Point annotation dataset records:

## start

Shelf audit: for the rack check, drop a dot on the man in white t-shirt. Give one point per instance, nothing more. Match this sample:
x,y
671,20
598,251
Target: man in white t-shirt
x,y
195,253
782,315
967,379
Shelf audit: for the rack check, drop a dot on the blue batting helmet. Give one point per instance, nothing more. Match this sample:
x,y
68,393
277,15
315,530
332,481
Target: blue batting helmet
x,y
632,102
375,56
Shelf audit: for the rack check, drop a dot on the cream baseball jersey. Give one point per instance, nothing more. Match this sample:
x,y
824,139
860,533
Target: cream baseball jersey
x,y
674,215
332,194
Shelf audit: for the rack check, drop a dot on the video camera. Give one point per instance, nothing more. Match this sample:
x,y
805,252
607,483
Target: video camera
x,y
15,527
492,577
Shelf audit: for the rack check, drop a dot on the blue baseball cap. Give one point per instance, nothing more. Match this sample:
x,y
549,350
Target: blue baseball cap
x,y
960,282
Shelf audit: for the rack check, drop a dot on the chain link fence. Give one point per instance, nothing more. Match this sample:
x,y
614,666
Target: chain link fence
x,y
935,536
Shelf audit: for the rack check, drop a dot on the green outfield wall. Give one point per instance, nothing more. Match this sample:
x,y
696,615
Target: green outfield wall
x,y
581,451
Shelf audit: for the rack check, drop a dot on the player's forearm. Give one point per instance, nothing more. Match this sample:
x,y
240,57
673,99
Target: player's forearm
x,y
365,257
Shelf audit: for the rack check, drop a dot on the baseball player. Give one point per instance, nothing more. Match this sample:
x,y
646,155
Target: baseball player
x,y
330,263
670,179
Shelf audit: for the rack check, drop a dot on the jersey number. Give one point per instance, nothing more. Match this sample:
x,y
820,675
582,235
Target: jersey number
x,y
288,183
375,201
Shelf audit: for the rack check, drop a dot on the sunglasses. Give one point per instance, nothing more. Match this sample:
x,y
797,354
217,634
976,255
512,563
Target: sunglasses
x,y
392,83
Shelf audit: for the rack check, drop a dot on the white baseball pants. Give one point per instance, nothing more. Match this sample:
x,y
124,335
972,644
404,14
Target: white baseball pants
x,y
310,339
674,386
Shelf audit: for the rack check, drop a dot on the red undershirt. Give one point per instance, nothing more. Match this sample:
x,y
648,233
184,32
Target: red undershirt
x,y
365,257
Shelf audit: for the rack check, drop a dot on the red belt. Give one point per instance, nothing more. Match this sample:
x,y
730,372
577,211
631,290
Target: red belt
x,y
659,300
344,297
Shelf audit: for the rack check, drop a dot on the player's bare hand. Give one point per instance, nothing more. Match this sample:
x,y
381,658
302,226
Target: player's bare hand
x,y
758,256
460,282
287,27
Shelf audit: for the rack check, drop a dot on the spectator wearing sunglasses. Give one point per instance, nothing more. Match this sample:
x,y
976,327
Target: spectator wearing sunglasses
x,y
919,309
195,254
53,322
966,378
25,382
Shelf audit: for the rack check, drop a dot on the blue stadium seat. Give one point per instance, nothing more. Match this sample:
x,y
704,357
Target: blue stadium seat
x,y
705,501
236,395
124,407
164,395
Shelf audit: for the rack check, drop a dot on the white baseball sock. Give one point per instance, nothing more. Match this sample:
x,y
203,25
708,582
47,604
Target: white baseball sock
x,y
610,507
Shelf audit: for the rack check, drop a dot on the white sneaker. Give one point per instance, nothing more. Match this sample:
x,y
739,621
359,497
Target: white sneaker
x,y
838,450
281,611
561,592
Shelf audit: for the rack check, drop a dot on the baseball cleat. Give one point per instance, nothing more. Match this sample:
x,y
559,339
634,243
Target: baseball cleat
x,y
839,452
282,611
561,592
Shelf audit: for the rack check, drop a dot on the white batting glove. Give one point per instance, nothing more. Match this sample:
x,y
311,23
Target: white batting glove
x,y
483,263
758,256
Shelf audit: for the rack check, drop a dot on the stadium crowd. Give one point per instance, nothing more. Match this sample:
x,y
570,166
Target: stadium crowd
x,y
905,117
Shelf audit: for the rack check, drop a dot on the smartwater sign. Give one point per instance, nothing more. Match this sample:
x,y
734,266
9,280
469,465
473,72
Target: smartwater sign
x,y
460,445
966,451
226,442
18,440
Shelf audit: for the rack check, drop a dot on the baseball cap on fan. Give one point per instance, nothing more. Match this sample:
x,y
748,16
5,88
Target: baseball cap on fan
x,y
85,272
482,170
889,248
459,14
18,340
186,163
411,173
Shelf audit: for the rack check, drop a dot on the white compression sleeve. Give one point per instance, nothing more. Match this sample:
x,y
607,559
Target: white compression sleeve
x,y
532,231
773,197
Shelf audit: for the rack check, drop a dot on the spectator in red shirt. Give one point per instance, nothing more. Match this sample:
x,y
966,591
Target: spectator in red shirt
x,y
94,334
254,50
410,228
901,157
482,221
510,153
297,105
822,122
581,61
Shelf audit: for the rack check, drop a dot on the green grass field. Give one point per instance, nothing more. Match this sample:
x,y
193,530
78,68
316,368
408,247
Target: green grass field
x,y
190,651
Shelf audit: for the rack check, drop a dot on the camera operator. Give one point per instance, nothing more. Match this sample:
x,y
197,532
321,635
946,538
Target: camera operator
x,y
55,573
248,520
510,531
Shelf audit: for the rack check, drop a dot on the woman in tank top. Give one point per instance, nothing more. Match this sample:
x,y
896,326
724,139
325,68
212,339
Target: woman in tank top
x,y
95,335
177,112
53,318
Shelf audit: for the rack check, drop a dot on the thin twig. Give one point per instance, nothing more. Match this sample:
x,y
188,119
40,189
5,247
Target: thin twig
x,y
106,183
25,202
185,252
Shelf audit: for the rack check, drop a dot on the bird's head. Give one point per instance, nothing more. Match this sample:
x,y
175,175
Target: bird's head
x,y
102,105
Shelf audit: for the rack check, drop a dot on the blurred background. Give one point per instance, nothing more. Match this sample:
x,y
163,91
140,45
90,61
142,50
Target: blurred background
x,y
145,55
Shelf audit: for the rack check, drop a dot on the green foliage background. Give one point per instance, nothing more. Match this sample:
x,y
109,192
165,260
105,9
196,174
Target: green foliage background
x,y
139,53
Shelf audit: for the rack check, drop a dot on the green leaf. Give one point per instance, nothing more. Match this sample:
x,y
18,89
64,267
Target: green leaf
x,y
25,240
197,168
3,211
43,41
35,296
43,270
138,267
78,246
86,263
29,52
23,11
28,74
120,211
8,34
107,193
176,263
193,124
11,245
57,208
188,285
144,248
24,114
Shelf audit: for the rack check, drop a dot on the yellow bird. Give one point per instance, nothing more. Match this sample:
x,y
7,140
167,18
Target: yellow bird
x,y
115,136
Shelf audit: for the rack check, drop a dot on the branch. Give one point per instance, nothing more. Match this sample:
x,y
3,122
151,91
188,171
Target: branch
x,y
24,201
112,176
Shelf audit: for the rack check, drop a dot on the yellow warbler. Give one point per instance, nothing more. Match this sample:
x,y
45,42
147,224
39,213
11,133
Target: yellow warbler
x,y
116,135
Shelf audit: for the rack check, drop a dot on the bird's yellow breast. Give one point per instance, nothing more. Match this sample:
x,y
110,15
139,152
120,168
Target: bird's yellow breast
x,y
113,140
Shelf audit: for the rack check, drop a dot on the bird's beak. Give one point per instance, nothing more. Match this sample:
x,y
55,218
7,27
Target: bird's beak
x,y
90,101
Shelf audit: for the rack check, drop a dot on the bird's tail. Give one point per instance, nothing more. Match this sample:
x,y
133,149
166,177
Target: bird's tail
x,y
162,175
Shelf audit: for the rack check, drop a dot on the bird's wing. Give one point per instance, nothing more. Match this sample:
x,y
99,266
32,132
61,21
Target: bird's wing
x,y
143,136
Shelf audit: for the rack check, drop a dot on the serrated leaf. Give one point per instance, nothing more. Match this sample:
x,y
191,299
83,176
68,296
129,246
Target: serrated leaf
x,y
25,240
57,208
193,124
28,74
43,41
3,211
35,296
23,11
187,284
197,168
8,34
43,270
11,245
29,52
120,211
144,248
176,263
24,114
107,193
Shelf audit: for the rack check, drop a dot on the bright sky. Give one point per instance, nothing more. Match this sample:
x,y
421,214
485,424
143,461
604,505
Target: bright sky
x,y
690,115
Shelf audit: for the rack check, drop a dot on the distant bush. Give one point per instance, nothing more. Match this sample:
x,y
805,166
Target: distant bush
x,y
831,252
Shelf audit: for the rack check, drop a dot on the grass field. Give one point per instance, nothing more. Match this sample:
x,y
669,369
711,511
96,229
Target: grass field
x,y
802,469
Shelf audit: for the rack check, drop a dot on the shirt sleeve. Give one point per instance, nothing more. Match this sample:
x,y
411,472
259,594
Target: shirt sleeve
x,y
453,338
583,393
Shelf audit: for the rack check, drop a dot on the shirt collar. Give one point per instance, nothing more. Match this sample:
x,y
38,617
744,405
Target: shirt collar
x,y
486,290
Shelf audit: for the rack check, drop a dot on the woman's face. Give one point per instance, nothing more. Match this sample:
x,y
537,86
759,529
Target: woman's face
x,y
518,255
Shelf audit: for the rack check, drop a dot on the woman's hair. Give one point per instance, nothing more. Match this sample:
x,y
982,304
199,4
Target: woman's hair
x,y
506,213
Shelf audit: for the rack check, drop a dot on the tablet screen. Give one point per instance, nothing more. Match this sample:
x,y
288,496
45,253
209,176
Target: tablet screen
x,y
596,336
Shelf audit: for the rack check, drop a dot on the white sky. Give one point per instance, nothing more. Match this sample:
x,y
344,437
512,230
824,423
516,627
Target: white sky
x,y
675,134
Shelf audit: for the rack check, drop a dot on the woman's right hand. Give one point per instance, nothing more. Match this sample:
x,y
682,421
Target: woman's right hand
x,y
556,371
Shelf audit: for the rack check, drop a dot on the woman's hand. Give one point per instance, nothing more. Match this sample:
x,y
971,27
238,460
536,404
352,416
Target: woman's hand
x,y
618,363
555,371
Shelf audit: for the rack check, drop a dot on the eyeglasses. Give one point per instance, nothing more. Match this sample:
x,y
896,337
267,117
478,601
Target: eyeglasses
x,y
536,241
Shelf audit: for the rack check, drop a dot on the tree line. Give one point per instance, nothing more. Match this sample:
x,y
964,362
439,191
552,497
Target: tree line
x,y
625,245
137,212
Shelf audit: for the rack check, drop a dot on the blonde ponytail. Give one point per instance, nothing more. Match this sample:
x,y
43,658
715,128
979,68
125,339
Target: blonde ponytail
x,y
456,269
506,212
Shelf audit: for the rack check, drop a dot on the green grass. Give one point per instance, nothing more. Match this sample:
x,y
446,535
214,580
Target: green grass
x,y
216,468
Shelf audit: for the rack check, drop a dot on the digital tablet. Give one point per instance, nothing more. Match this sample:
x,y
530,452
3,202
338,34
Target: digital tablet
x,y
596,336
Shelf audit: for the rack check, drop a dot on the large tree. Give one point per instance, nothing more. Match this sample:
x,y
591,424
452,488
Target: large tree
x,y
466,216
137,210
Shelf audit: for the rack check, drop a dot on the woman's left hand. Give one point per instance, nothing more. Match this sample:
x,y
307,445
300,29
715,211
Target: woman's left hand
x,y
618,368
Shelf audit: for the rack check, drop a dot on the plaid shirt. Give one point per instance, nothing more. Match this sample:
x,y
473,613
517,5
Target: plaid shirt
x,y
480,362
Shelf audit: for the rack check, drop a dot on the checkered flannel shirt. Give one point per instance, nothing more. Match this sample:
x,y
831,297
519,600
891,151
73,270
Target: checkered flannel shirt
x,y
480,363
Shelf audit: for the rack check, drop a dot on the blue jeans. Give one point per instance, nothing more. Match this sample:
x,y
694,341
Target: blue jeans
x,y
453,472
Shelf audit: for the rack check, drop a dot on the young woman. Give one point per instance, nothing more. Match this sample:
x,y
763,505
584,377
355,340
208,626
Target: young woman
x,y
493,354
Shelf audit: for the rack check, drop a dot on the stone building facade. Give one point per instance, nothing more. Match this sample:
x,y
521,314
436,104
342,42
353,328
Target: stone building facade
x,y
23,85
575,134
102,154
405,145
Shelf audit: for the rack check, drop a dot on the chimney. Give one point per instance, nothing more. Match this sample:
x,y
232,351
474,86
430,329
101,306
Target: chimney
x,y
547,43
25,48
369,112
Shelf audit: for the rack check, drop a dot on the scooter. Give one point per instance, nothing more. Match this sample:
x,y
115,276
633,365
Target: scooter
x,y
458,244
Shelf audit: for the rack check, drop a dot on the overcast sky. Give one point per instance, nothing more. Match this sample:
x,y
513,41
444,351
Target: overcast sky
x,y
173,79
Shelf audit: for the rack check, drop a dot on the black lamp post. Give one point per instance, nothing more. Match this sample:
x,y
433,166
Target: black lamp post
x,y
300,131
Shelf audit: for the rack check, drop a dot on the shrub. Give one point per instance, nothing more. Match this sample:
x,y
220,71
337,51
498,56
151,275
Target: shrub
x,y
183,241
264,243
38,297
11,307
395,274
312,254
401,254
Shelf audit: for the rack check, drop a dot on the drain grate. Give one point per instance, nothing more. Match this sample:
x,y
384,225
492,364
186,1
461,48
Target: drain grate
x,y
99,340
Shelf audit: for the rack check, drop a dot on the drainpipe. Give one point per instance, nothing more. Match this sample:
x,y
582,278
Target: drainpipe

## end

REQUIREMENTS: From the line containing "on the black" through the final line of the listing above, retype every line exactly; leave out everything else.

RESPONSE:
Shelf audit: for the rack check, drop a dot on the black lamp post. Give one point per instance, nothing more. Match this sample:
x,y
433,166
Target: black lamp post
x,y
300,131
Shelf audit: for the rack check, drop a dot on the shrub. Give one point per instance, nothing more. Match this sample:
x,y
220,71
337,51
498,56
151,275
Target: shrub
x,y
183,241
264,243
38,297
11,307
395,274
312,254
401,254
Shelf audit: for the rack check, drop a dot on the drain grate. Give one point per instance, nothing more. Match this sample:
x,y
384,225
492,364
186,1
461,48
Target: drain grate
x,y
99,340
Shelf audit: for the rack check, drop a dot on the drainpipe. Give one point per instance, nothing more. Match this sample:
x,y
582,278
Target: drainpipe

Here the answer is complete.